**Directions for this task**
Below are the records. Restate word for word every line from the one that contains "grey sky in the photo above." through the final line, both included.

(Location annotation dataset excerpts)
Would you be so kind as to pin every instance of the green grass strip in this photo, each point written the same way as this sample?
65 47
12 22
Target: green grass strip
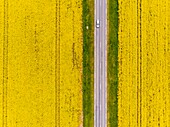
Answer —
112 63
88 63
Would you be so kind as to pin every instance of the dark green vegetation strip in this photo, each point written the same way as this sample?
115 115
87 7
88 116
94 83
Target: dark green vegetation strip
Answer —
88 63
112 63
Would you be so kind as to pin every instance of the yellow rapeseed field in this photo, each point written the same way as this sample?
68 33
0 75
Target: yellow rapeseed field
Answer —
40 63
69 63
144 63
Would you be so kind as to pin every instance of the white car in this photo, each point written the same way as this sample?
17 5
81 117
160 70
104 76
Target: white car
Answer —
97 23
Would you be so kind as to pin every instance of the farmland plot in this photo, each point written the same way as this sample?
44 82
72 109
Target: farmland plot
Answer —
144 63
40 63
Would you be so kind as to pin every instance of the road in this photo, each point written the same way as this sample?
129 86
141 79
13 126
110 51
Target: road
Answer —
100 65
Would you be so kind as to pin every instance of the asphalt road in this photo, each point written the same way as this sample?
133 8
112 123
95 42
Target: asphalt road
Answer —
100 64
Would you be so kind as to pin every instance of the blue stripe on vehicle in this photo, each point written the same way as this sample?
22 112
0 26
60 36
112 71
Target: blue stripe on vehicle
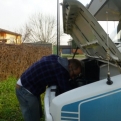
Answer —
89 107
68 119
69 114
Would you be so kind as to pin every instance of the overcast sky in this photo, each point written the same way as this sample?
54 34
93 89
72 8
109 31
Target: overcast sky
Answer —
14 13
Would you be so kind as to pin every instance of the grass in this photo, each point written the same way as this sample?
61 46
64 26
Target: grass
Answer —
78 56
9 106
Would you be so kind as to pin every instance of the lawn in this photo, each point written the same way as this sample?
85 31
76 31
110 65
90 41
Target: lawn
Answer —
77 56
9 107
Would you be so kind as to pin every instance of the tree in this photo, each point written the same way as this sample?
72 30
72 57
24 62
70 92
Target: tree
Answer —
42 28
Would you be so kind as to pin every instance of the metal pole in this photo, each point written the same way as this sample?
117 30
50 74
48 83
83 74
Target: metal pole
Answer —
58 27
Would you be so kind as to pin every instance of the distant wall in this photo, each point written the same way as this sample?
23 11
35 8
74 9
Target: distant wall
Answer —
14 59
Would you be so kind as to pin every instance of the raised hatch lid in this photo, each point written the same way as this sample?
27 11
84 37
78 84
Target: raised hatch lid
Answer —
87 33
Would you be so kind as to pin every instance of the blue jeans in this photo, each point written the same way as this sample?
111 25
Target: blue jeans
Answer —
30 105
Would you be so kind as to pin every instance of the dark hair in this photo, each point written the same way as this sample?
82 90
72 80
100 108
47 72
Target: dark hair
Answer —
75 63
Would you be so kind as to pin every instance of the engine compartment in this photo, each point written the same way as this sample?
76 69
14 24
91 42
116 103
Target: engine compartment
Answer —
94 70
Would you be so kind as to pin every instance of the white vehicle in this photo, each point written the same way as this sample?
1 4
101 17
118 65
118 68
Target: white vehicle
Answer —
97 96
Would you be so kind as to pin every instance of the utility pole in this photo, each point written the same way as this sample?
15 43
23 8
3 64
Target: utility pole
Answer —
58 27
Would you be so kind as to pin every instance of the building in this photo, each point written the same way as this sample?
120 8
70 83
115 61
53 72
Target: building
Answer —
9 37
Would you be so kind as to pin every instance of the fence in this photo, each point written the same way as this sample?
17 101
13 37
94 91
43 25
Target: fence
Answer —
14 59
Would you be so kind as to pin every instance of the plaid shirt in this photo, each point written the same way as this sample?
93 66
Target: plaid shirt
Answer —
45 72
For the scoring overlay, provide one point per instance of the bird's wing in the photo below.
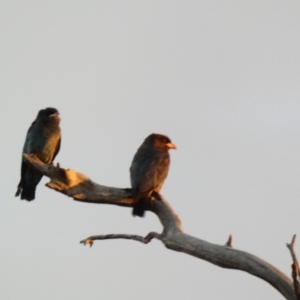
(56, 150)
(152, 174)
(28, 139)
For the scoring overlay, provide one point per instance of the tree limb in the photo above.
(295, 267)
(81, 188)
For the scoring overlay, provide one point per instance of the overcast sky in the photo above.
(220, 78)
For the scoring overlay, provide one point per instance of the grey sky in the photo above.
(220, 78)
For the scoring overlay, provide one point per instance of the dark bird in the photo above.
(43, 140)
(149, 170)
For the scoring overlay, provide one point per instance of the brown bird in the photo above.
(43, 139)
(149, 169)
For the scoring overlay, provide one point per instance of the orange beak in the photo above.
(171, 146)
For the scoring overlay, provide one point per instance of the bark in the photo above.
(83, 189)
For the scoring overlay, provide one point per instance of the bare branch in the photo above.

**Reply to the exercise**
For the scoring overlay, provide one point per instance of the grey sky in the photo above.
(220, 78)
For the scoring overlay, provide one point per instance of the dark bird in the photo above.
(43, 140)
(149, 170)
For the scoring overlay, provide one point per instance of the brown bird in the photo above.
(43, 139)
(149, 169)
For the scoring overlay, provide one point per instance of the orange beak in the photo above.
(171, 146)
For the scoring overlay, provide one point per instance of the bark in the photo above.
(83, 189)
For the scoring overlay, provide one point per instance of the bare branch in the photo above.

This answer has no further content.